Stored items
————

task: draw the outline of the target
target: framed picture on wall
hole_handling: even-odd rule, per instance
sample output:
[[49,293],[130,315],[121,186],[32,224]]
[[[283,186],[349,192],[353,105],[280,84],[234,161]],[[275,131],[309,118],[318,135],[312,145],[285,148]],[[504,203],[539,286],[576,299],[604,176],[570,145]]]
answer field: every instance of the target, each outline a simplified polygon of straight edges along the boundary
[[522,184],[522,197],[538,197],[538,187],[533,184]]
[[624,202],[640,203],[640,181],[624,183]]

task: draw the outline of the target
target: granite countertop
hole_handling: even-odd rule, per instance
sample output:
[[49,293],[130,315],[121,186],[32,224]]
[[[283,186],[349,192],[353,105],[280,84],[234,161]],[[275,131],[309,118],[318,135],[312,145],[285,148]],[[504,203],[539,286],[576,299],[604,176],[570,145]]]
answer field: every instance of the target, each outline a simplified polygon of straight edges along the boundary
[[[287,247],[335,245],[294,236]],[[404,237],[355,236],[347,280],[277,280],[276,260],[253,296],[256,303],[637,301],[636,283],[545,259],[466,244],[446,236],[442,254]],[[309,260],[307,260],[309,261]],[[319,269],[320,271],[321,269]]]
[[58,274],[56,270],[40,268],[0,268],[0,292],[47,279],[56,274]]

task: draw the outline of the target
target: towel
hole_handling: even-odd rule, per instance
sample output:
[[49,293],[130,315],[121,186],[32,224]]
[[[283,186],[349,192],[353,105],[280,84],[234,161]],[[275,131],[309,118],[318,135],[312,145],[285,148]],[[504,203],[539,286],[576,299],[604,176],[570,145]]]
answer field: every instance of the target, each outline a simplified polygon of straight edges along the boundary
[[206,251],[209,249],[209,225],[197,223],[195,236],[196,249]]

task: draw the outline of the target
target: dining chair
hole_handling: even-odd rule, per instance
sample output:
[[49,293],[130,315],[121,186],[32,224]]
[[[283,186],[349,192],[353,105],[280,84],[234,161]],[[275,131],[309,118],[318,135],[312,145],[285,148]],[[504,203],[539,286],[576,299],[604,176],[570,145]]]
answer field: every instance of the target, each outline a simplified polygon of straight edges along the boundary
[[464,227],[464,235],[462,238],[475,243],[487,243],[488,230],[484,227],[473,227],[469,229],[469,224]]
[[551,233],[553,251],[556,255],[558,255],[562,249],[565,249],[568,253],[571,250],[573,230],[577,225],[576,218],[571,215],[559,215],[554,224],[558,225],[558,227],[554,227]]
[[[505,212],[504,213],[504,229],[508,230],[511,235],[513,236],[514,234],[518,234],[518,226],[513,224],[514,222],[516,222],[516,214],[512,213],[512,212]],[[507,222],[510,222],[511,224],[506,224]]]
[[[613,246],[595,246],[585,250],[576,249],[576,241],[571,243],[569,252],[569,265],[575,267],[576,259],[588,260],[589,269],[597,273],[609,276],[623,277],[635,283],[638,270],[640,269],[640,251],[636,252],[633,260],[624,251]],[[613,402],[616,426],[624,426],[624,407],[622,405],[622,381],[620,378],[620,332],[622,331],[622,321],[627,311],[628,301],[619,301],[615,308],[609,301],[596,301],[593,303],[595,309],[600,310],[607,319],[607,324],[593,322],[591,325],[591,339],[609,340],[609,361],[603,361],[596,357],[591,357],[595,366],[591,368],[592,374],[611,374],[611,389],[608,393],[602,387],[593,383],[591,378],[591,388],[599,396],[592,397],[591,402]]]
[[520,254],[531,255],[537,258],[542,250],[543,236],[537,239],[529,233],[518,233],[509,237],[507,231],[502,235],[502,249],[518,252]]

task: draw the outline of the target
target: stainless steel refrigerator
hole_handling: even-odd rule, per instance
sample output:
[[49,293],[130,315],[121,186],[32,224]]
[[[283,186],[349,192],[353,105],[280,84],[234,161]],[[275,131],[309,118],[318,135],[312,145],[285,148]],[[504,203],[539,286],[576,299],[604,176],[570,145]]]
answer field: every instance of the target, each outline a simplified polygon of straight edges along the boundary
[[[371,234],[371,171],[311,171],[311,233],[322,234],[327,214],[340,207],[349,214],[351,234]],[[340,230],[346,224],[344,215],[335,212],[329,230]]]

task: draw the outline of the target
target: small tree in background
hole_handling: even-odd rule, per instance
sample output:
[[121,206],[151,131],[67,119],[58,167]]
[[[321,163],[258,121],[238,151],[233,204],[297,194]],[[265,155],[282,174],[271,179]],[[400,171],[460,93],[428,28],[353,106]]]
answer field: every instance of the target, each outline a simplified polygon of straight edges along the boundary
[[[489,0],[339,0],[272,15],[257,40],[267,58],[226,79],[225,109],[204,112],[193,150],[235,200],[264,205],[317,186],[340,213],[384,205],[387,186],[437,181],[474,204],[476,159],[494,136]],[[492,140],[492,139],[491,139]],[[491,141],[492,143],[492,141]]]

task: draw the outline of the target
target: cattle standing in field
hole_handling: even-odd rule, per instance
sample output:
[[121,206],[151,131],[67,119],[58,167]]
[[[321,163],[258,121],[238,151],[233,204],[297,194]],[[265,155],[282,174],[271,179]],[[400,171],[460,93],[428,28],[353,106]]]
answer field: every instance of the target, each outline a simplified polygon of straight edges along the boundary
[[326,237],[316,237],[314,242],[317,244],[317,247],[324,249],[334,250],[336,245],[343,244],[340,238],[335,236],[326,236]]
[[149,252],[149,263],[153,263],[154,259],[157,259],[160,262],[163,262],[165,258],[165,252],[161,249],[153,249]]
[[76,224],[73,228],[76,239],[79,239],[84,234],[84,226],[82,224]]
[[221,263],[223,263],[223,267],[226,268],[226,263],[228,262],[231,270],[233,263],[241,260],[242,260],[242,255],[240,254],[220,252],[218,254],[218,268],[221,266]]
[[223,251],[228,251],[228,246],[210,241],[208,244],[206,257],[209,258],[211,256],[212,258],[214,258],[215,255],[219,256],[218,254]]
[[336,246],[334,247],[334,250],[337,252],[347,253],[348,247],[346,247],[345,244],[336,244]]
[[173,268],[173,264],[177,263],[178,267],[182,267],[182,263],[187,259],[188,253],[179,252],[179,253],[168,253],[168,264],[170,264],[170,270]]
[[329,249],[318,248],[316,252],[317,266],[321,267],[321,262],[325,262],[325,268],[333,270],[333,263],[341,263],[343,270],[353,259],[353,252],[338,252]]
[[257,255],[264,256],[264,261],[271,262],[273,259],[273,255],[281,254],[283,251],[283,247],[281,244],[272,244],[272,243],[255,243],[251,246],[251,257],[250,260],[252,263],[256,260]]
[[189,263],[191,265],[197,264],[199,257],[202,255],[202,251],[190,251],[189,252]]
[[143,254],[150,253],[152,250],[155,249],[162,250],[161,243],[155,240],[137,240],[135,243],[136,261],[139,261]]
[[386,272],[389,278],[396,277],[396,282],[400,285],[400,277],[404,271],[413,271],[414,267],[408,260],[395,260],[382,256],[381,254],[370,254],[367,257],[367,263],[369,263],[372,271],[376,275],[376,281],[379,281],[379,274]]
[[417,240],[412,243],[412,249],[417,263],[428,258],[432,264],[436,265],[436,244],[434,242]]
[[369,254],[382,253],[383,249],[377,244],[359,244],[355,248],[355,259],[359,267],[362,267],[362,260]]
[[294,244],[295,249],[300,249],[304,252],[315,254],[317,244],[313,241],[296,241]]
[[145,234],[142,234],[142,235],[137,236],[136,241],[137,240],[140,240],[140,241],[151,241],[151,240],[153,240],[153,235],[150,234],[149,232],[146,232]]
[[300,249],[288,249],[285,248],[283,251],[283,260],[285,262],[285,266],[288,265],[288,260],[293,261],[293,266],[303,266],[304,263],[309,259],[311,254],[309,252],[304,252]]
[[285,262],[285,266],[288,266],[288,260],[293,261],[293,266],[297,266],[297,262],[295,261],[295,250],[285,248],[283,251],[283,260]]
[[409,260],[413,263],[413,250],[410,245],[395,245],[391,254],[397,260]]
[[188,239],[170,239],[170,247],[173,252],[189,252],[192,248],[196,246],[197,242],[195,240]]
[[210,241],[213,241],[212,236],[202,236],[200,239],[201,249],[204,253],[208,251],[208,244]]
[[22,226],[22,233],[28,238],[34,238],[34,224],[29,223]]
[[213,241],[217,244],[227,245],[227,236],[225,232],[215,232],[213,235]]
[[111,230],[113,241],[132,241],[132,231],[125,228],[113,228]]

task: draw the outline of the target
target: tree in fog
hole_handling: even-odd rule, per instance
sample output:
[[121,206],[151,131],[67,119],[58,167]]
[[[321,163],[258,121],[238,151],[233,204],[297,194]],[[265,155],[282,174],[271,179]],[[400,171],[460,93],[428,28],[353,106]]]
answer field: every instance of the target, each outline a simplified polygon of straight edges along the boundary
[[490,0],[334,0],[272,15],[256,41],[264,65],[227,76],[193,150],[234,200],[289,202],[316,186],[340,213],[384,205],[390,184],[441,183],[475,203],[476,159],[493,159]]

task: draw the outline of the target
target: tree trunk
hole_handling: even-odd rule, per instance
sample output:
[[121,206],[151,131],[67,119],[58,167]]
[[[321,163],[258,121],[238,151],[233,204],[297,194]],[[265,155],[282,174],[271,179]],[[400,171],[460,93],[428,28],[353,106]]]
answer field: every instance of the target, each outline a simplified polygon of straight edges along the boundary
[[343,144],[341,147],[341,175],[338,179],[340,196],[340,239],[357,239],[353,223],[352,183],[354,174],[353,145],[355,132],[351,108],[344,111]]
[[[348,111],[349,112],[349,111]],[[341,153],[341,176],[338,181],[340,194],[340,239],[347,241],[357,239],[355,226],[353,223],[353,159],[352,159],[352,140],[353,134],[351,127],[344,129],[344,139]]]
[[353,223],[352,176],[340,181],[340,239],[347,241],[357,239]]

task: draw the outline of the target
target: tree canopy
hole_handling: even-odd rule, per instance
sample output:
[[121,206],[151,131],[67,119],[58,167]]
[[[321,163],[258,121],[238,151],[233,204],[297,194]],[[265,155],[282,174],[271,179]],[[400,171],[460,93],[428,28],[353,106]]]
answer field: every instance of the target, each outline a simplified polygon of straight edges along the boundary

————

» What the task asks
Indicate how many lines in the records above contain the word "tree", giving only the number.

» Task solution
4